Copy the material below verbatim, from its first line up to and including the line with "Outline every instance of the teal".

-------- RECORDED DATA

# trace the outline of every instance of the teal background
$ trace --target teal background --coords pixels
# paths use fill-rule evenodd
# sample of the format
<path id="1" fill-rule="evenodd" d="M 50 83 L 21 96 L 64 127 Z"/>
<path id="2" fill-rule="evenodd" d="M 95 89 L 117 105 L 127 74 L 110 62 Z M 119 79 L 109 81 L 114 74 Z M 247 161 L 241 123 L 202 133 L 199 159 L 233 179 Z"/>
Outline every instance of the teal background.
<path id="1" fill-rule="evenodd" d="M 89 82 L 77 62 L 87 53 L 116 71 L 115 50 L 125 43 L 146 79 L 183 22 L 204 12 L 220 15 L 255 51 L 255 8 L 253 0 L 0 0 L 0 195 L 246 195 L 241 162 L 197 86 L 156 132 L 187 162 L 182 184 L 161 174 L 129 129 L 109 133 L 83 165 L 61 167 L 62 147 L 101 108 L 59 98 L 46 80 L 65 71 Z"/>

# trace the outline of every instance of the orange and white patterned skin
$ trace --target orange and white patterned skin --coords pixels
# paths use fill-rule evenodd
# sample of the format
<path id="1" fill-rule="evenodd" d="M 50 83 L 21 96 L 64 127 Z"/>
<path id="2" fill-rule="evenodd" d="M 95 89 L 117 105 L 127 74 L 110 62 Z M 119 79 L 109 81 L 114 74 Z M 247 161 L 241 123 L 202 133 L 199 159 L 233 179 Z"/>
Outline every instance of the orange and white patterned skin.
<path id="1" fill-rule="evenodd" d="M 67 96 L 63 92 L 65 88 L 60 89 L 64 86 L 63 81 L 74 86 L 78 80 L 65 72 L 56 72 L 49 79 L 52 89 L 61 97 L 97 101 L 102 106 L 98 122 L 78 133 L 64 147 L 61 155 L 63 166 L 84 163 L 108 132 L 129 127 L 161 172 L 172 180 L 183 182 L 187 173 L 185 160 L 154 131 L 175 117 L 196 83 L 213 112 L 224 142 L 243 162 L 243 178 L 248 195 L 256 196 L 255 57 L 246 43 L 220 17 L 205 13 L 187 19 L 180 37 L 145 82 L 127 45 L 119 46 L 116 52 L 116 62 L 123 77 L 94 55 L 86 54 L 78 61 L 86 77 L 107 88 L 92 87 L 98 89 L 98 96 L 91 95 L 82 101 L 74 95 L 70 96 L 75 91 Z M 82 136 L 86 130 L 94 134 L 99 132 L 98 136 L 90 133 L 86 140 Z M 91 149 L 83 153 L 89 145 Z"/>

----------------

_THE SOLUTION_:
# trace the outline of every instance of the teal background
$ trace --target teal background --coords pixels
# paths use fill-rule evenodd
# sample of the format
<path id="1" fill-rule="evenodd" d="M 50 83 L 21 96 L 64 127 Z"/>
<path id="2" fill-rule="evenodd" d="M 95 89 L 117 105 L 127 74 L 110 62 Z M 119 79 L 109 81 L 114 74 Z M 247 161 L 241 123 L 202 133 L 199 159 L 233 179 Z"/>
Outline every instance of the teal background.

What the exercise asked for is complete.